» Problem details:
Please answer these from the Enzyme.jl issue thread:
(a) Which license is listed for the repository?
(b) How many of the tests fail in the test_forward call that passes C as Const?
(c) According to @sethaxen's comment, what does Enzyme turn Const(C) into when the other activities are Duplicated?

» Passage provided:
EnzymeAD / Enzyme.jl

Julia bindings for the Enzyme automatic differentiator
https://enzyme.mit.edu
MIT License
443 stars 62 forks source link

Question about functions that return the same argument they mutate, with different activities for the return and the argument #1411

Closed simsurace closed 1 month ago

simsurace commented 5 months ago

In #1307, the following question was raised. It is strange that the explicit autodiff call seems to be inconsistent with EnzymeTestUtils behavior here:

using TestEnv; TestEnv.activate()
using Enzyme, EnzymeTestUtils, LinearAlgebra, Test

Te = Float64
A = exp(Symmetric(rand(Te, 4, 4)))
B = rand(Te, 4)
C = cholesky(A)

f(x, y) = ldiv!(x, y)

res1 = let dB = ones(Te, 4), dC = make_zero(C)
    ret, dret = autodiff(Forward, f, Duplicated, Duplicated(C, dC), Duplicated(B, dB))
    dB, dret
end

res2 = let dB = ones(Te, 4)
    ret, dret = autodiff(Forward, f, Duplicated, Const(C), Duplicated(B, dB))
    dB, dret
end

res1 .≈ res2 # (true, true)

Enzyme.API.runtimeActivity!(true)
test_forward(f, Duplicated, (C, Const), (B, Duplicated)) # 1/11 tests fails
test_forward(f, Duplicated, (C, Duplicated), (B, Duplicated)) # 11/11 tests pass

It was commented by @sethaxen, that

The problem seems to be that if you pass Const(C) but the other activities are Duplicated, then Enzyme turns the Const(C) into a Duplicated(C, C) (can see this by adding a @show typeof(fact), fact.val === fact.dval in the rule and then calling autodiff(Forward, f, Duplicated, Const(C), Duplicated(B, dB)). This results in the absolute wrong derivative being computed, since instead of being a zero, the shadow is the primal. @wsmoses, this looks like an Enzyme bug, but I'm not certain how to raise it in an issue, since it can only be caught within a rule.

» Dataset section:
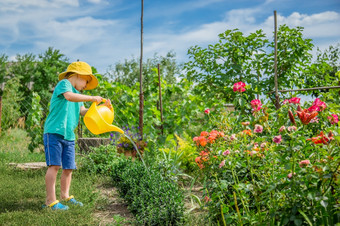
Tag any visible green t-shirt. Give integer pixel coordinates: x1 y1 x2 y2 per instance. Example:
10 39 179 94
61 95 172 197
44 79 84 141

» Answer to this task:
(a) MIT License
(b) 1 of 11
(c) Duplicated(C, C)